## EXCERPT
+---+

Let’s say that we have 10 workers. If they work in the weekend then they want to work both days of the weekend or none. If they work only one day of the weekend then we add a penalty to the objective function.
I have made a variable x[w=1:10,d=1:7] which is equal to 1 if worker w works at day d. Another variable is y[w=1:10] of which will be equal to 1 if worker w works one day of the weekend (or maybe the opposite of that if it would make the constraint easier to make).

The problem is; I need a constraint that is equivalent to @constraint([w=1:10], y[w] == (x[w,6] + x[w,7] == 1 ? 1 : 0).
That is: for all workers going from 1 to 10, if working on either day 6 or 7 then y[w]=1 otherwise 0.
The problem here is that I can’t use JuMP variable in if statements, so I will need to work around that somehow.

With the constraint above y will be 1 if the worker works any days in the weekend.

In the objective function, add the double of the penalty if y is 1 and subtract the penalty one time if x[w, 6] is one and another time if x[w, 7] is one.

The penalty is not added if the worker does not work in the weekend (all extra terms are evaluated to zero).

The penalty is not added if the worker works both days of the weekend (y term will add the double penalty but it will be removed by both x terms).

+---+

## REQUIRED TASKS
a. List each adjustment to the objective function that the scheduling post describes, along with the condition for each.
b. Print the part of the scheduling post starting at "That is: for" and ending at "in the weekend.".
The entries that follow come from a separate source.

+---+

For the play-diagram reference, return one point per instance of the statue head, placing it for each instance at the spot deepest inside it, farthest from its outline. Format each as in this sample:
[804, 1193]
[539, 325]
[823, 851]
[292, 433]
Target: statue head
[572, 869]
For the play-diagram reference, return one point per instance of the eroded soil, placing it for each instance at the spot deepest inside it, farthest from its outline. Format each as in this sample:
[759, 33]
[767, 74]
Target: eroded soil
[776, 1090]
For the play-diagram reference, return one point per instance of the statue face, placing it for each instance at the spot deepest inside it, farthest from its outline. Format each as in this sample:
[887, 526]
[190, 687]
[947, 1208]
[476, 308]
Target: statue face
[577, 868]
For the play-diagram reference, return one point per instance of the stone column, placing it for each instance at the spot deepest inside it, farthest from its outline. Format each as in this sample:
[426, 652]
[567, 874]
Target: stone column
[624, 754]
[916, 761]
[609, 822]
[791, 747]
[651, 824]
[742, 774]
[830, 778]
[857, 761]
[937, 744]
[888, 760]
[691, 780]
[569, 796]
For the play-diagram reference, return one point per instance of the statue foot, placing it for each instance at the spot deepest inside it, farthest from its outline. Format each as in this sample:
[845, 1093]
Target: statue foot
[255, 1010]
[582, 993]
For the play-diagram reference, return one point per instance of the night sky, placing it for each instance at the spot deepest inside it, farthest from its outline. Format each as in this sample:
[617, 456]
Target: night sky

+---+

## SOLUTIONS TO THE PROBLEMS
a.
- Add double the penalty if y is 1.
- Subtract the penalty once if x[w, 6] is 1.
- Subtract the penalty another time if x[w, 7] is 1.

b.
That is: for all workers going from 1 to 10, if working on either day 6 or 7 then y[w]=1 otherwise 0.
The problem here is that I can’t use JuMP variable in if statements, so I will need to work around that somehow.

With the constraint above y will be 1 if the worker works any days in the weekend.